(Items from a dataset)
╭──
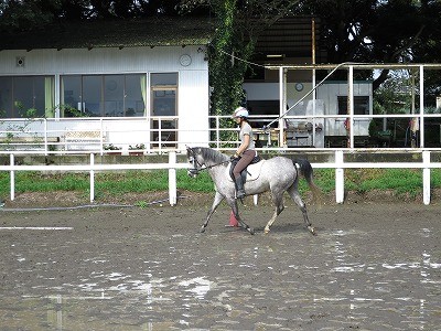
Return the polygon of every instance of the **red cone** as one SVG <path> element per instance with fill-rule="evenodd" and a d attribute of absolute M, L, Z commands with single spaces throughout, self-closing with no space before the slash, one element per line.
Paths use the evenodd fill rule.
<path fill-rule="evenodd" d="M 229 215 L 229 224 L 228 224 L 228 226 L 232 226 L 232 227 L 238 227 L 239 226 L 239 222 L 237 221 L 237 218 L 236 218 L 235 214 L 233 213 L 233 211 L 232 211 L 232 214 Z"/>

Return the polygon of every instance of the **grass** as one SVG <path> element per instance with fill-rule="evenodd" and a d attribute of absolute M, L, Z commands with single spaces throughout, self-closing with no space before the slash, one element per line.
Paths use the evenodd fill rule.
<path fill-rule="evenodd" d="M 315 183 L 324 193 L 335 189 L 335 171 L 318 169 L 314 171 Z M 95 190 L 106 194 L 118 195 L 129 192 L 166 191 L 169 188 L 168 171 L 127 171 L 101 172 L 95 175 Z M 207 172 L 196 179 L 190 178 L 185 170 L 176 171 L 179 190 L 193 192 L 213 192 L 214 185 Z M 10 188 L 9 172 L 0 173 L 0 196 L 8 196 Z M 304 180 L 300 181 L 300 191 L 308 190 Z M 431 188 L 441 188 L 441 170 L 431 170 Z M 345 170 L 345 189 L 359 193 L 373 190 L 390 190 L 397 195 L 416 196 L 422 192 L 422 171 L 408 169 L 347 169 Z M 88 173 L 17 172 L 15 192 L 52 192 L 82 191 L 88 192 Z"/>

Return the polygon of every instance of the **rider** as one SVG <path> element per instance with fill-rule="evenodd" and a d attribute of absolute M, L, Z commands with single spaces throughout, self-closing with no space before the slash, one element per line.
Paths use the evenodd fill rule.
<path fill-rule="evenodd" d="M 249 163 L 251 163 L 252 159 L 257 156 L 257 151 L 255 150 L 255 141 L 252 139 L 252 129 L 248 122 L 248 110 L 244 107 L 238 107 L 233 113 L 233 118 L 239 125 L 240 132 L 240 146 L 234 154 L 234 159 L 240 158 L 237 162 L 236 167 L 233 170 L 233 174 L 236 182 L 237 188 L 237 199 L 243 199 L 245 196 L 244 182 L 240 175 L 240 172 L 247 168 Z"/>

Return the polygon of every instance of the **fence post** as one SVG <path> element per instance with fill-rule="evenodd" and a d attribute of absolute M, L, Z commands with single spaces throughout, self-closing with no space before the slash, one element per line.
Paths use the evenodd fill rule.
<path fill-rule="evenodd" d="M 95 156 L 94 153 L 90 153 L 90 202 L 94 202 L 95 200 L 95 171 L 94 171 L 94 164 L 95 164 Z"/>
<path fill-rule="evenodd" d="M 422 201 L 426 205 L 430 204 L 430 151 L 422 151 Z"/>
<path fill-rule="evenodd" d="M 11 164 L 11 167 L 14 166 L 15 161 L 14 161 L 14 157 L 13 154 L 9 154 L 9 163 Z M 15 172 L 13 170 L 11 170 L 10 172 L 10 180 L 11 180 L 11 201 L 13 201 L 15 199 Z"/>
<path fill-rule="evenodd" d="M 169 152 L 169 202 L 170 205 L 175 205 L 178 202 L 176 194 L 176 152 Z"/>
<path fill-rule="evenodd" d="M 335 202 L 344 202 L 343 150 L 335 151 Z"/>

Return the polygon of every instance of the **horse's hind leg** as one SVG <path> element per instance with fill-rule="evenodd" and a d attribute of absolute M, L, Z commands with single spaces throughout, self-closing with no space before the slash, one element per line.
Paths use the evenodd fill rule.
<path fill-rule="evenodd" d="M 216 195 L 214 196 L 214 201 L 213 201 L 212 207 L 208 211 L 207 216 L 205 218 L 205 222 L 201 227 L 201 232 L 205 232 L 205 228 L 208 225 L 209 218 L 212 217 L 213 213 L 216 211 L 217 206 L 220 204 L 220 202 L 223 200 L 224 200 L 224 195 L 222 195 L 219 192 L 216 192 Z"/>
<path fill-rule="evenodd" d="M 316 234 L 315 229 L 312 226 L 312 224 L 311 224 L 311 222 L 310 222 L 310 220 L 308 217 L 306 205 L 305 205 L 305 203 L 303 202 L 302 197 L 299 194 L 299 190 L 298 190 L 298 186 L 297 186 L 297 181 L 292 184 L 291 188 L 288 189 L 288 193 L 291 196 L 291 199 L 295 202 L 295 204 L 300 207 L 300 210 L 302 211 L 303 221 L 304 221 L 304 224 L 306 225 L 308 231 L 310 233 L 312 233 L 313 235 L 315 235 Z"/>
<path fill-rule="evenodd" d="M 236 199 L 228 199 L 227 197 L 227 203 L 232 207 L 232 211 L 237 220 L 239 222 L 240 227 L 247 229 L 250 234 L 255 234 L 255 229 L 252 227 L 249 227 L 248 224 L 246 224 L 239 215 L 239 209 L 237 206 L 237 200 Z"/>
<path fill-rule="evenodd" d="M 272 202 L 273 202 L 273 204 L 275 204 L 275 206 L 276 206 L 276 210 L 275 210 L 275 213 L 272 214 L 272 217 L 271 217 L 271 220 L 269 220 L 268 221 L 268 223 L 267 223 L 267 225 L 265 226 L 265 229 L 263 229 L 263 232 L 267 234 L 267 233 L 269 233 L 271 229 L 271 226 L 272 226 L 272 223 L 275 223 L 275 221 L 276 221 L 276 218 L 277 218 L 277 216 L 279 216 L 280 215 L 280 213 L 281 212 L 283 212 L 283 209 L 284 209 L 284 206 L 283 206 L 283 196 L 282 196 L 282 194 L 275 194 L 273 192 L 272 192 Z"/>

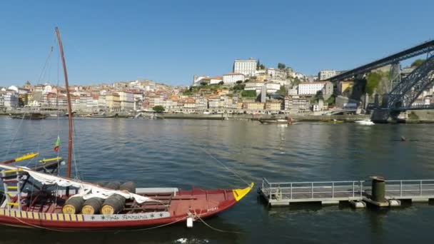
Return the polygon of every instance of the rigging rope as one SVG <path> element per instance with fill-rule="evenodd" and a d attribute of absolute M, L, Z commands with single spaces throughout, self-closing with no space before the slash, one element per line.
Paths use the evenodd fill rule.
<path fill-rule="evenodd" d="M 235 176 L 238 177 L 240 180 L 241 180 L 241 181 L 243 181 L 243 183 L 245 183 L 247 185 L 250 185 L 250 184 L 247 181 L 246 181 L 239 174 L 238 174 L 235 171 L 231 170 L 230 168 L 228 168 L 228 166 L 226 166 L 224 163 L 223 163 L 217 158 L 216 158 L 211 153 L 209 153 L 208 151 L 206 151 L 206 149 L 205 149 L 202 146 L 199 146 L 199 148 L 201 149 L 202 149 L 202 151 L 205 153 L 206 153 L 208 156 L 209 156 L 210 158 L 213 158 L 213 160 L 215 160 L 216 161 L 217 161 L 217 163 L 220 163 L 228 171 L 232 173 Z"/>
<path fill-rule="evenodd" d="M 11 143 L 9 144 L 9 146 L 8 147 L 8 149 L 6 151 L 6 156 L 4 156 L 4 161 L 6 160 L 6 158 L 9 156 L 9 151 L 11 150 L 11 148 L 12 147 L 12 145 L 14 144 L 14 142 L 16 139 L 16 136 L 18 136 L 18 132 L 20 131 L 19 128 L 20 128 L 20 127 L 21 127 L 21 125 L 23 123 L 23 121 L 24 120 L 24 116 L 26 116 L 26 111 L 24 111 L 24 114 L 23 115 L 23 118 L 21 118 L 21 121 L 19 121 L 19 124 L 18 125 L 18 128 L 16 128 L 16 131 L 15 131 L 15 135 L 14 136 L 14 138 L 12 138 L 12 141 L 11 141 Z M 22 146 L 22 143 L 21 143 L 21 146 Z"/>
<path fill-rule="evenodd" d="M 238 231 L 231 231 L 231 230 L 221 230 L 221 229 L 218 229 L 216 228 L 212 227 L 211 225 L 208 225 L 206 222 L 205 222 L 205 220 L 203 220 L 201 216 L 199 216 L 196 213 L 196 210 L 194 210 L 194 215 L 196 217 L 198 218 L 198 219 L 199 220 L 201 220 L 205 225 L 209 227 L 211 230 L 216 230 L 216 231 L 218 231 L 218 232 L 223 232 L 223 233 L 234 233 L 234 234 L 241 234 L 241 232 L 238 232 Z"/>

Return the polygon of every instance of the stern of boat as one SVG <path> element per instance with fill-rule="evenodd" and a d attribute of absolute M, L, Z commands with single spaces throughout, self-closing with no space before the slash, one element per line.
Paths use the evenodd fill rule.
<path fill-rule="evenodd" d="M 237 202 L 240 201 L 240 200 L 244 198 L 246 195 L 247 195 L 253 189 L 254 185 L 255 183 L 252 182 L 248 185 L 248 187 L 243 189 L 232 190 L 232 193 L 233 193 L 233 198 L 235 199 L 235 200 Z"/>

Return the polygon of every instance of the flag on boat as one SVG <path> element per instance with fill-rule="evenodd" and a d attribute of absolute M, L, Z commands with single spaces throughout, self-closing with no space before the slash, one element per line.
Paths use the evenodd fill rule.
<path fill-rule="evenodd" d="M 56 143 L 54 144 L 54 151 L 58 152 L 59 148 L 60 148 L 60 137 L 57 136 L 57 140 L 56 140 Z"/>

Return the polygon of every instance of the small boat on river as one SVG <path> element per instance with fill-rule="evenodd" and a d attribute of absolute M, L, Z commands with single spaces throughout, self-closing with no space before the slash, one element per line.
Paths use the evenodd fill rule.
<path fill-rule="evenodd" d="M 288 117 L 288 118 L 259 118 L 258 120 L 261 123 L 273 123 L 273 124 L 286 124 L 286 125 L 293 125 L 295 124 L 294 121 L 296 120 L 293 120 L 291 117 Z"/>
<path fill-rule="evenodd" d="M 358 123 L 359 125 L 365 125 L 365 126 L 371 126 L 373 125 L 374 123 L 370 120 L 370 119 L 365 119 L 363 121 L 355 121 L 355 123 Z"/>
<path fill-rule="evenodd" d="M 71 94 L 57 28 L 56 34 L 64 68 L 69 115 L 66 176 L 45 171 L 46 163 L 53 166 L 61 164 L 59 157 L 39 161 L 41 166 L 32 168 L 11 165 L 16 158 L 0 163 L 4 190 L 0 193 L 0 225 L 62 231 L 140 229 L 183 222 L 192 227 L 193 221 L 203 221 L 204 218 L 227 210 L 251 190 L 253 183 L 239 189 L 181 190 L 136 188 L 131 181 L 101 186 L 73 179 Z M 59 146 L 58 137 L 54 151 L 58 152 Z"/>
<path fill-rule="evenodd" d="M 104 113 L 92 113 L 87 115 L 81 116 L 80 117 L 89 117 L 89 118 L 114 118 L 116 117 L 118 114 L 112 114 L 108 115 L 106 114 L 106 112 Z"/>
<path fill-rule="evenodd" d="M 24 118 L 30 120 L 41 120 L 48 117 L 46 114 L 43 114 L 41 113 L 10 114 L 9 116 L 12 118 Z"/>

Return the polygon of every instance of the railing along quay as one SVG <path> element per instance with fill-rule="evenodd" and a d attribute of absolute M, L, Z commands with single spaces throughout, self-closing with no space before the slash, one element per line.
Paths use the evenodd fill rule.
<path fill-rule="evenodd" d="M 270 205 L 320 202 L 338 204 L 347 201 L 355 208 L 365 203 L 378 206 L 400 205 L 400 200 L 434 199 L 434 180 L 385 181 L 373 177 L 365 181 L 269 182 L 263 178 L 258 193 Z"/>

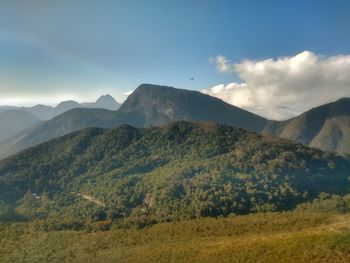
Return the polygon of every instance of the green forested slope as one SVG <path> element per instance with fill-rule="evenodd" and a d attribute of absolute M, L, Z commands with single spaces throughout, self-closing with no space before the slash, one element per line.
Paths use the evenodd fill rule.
╰──
Swap "hind leg" for "back leg" in the lines between the one holding "Return the polygon of every instance of the **horse's" and the one holding "236 199 L 228", inclusive. Reproduce only those lines, leaving everything else in them unchanged.

Return the polygon of every instance of the **horse's back leg** as one SVG <path> element per instance with fill-rule="evenodd" and a d attribute of absolute M, L, Z commands with single spaces throughout, self-closing with no space before the slash, one element per line.
Paths use the evenodd fill rule.
<path fill-rule="evenodd" d="M 216 195 L 214 196 L 214 201 L 213 201 L 212 207 L 208 211 L 207 216 L 205 218 L 205 222 L 201 227 L 201 232 L 205 232 L 205 228 L 208 225 L 209 218 L 212 217 L 213 213 L 216 211 L 217 206 L 220 204 L 220 202 L 223 200 L 224 200 L 224 195 L 222 195 L 219 192 L 216 192 Z"/>
<path fill-rule="evenodd" d="M 316 234 L 315 229 L 312 226 L 312 224 L 311 224 L 311 222 L 310 222 L 310 220 L 308 217 L 306 205 L 305 205 L 305 203 L 303 202 L 302 197 L 299 194 L 299 190 L 298 190 L 298 186 L 297 186 L 297 181 L 292 184 L 291 188 L 288 189 L 288 193 L 291 196 L 291 199 L 295 202 L 295 204 L 300 207 L 300 210 L 302 211 L 303 221 L 304 221 L 304 224 L 306 225 L 308 231 L 310 233 L 312 233 L 313 235 L 315 235 Z"/>
<path fill-rule="evenodd" d="M 236 199 L 228 199 L 227 197 L 227 203 L 232 207 L 232 211 L 237 220 L 239 222 L 240 227 L 247 229 L 250 234 L 255 234 L 255 229 L 252 227 L 249 227 L 248 224 L 246 224 L 239 215 L 239 209 L 237 206 L 237 200 Z"/>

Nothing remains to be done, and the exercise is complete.